EXERCISE A: Update the forum thread starting at "I actually solved" and ending at "up to date.", replacing "popping problem" with "crackling problem".

SELECTED EXCERPT:
*****
Does your advice above mean that it's not necessary to use Windows' "Ultimate Performance" Power Option?

I'd like to allow my CPUs to throttle-down when not in use. However if this is going to cause audio drop-outs, I'll just leave the setting as is. Cheers...


----------



## rgames (Nov 3, 2021)

Anthony said:


> Does your advice above mean that it's not necessary to use Windows' "Ultimate Performance" Power Option?
> 
> I'd like to allow my CPUs to throttle-down when not in use. However if this is going to cause audio drop-outs, I'll just leave the setting as is. Cheers...


Correct - it's usually not necessary but I have seen it solve some problems for some people. And it does have a quantifiable effect on min latency on most systems.

It makes the DAW run "better" but the truth is it's usually "good enough" without forcing the CPU to full speed. (EDIT: I do not run my slave machines at full clock speed and they run fine at ~3 ms latency.) It's a simple tweak so give it a shot and see if there's a meaningful difference on your system. There's no harm in trying it.

It does increase power consumption but the truth is it's not much for a single user. Where it helps is in enterprise situations where you're running many hundreds or thousands of computers.

rgames


----------



## GigStage (Nov 4, 2021)

Sseltenrych said:


> This is exactly what I imagined when I started this thread.
> Almost 100 pages of alterations is needed to get the ideal setup,
> Not the default settings...


Of course, not the default settings.  

Many things can interfere with your setup and cause glitches. 
There have been compiled lots of solved cases from musicians and hobbyists, with many community-driven tips. 

Happy reading.


----------



## CatComposer (Nov 4, 2021)

I actually solved the popping problem by reinstalling Windows and following a basic tweaking guide..
I think some older free plugins had affected Windows, so I have avoided them this time.


----------



## easyrider (Nov 4, 2021)

Sseltenrych said:


> Yes, it's all up to date.
> Windows 10 forces updates, so I have no choice in the matter anyway.
> 
> If you have a more up to date guide, I would be happy to read it.
> ...


what Bios version are you running ?


----------



## GigStage (Nov 4, 2021)

Great!

I've been merciless to Windows, used to squeeze out every single bit of CPU and RAM for my workstations.


----------



## CatComposer (Nov 4, 2021)

GigStage said:


> Great!
> 
> I've been merciless to Windows, used to squeeze out every single bit of CPU and RAM for my workstations.


Yes, it's a pleasure to disable an unnecessary service, or uninstall a useless program that will be sucking resources.


----------
*****
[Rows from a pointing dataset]
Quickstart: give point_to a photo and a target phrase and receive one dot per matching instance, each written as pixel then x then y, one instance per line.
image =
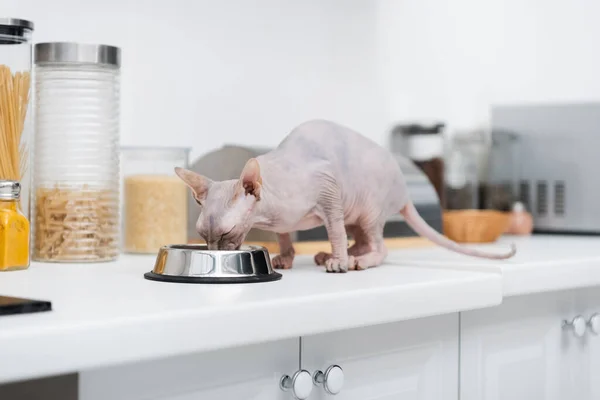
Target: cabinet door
pixel 415 359
pixel 249 373
pixel 587 303
pixel 519 350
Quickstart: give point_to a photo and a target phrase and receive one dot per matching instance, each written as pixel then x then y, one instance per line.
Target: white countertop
pixel 106 314
pixel 543 263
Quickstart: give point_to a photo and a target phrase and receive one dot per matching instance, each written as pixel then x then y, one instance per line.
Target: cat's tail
pixel 418 224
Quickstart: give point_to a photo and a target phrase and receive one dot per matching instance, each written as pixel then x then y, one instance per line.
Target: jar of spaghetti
pixel 14 229
pixel 76 164
pixel 15 125
pixel 155 200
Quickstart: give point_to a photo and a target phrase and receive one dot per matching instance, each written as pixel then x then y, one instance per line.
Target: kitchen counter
pixel 543 263
pixel 108 314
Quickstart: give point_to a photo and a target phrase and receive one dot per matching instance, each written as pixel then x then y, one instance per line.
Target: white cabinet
pixel 587 301
pixel 520 351
pixel 249 373
pixel 415 359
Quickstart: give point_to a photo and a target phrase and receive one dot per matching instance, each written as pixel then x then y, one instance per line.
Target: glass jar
pixel 154 199
pixel 14 229
pixel 464 153
pixel 425 147
pixel 15 121
pixel 500 189
pixel 76 165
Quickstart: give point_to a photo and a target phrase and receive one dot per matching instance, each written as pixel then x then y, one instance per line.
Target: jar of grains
pixel 154 198
pixel 75 200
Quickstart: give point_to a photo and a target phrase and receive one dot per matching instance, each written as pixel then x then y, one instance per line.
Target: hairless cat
pixel 322 173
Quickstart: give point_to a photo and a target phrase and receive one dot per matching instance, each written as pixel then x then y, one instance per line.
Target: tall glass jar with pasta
pixel 76 165
pixel 15 125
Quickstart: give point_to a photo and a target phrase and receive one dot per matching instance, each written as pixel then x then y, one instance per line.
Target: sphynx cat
pixel 322 173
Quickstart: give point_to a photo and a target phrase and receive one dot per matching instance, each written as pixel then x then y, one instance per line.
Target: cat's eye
pixel 227 233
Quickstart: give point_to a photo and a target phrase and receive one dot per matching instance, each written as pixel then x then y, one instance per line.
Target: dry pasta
pixel 14 98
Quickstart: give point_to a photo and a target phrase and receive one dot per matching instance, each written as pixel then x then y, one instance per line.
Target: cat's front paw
pixel 282 262
pixel 339 265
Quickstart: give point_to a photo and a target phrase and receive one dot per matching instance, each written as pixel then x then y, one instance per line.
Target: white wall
pixel 203 73
pixel 452 59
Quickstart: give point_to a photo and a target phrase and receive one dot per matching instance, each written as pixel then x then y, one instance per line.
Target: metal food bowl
pixel 184 263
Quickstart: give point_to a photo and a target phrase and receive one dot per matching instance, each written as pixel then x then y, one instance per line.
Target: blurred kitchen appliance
pixel 557 179
pixel 228 161
pixel 423 144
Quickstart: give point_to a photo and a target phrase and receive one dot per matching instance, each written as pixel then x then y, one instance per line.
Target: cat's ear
pixel 250 179
pixel 198 183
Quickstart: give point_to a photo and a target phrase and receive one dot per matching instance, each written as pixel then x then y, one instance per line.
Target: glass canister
pixel 500 189
pixel 154 199
pixel 75 202
pixel 15 94
pixel 464 154
pixel 425 147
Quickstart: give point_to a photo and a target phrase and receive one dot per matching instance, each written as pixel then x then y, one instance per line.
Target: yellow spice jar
pixel 14 228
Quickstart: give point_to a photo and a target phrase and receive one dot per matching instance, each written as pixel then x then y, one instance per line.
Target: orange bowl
pixel 475 226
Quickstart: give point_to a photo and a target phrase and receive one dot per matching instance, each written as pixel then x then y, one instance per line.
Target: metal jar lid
pixel 9 190
pixel 77 53
pixel 16 23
*****
EXERCISE B: Reproduce the records starting at their first line and ending at the line containing "pixel 108 314", including both ends. Omit the pictures from your answer.

WRITTEN REPLY A:
I actually solved the crackling problem by reinstalling Windows and following a basic tweaking guide..
I think some older free plugins had affected Windows, so I have avoided them this time.


----------



## easyrider (Nov 4, 2021)

Sseltenrych said:


> Yes, it's all up to date.

WRITTEN REPLY B:
Quickstart: give point_to a photo and a target phrase and receive one dot per matching instance, each written as pixel then x then y, one instance per line.
image =
Target: cabinet door
pixel 415 359
pixel 249 373
pixel 587 303
pixel 519 350
Quickstart: give point_to a photo and a target phrase and receive one dot per matching instance, each written as pixel then x then y, one instance per line.
Target: white countertop
pixel 106 314
pixel 543 263
Quickstart: give point_to a photo and a target phrase and receive one dot per matching instance, each written as pixel then x then y, one instance per line.
Target: cat's tail
pixel 418 224
Quickstart: give point_to a photo and a target phrase and receive one dot per matching instance, each written as pixel then x then y, one instance per line.
Target: jar of spaghetti
pixel 14 229
pixel 76 164
pixel 15 125
pixel 155 200
Quickstart: give point_to a photo and a target phrase and receive one dot per matching instance, each written as pixel then x then y, one instance per line.
Target: kitchen counter
pixel 543 263
pixel 108 314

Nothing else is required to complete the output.